## WHAT NEEDS TO BE DONE
Using the records that follow, copy every line containing the word "logo".

## PROVIDED RECORDS
=======
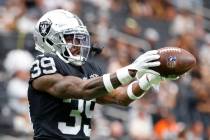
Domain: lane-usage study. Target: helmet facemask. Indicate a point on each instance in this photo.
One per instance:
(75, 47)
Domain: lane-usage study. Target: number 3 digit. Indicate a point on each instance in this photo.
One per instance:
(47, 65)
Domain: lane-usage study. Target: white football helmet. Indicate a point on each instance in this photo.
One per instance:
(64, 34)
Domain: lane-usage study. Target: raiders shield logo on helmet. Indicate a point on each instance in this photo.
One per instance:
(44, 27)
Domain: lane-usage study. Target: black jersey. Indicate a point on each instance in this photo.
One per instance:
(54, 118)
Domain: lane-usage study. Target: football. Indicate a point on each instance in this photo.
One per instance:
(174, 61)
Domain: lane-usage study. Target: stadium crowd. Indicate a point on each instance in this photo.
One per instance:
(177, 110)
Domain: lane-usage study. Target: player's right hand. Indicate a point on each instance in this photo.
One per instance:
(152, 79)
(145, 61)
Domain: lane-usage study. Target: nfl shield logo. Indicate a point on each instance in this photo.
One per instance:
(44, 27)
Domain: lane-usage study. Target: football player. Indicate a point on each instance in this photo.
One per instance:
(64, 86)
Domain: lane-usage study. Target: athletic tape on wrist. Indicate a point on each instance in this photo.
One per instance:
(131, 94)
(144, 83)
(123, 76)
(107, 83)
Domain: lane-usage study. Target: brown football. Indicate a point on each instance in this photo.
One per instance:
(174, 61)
=======
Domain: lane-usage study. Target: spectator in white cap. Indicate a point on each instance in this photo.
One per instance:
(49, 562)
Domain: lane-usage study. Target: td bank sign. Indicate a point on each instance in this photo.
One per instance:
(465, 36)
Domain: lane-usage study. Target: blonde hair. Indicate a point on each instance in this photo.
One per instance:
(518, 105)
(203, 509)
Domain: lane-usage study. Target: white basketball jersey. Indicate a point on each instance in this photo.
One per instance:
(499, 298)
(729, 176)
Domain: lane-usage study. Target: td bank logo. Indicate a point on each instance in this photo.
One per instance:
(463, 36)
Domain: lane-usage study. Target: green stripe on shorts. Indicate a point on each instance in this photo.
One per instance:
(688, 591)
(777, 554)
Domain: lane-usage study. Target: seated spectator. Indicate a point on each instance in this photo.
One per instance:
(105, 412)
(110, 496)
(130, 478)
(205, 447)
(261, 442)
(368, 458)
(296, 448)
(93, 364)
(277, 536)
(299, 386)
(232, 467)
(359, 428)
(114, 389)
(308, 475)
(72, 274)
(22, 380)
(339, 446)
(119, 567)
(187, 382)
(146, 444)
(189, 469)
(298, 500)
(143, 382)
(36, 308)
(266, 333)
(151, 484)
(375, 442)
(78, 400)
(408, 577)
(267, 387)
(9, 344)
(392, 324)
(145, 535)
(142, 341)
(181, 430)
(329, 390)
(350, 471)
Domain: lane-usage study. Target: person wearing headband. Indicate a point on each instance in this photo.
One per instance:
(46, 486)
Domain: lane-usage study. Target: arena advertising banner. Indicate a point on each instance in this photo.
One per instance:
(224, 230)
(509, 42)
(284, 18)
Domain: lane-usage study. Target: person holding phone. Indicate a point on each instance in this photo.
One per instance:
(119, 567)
=======
## EXERCISE SOLUTION
Domain: lane-usage study. Target: raiders shield logo on helmet. Indicate a point on each instance in this photo.
Domain: lane-usage study. Target: nfl shield logo. Indicate a point on each instance in this photo.
Domain: lane-usage study. Target: td bank logo. Indicate a point on each instance in this photo.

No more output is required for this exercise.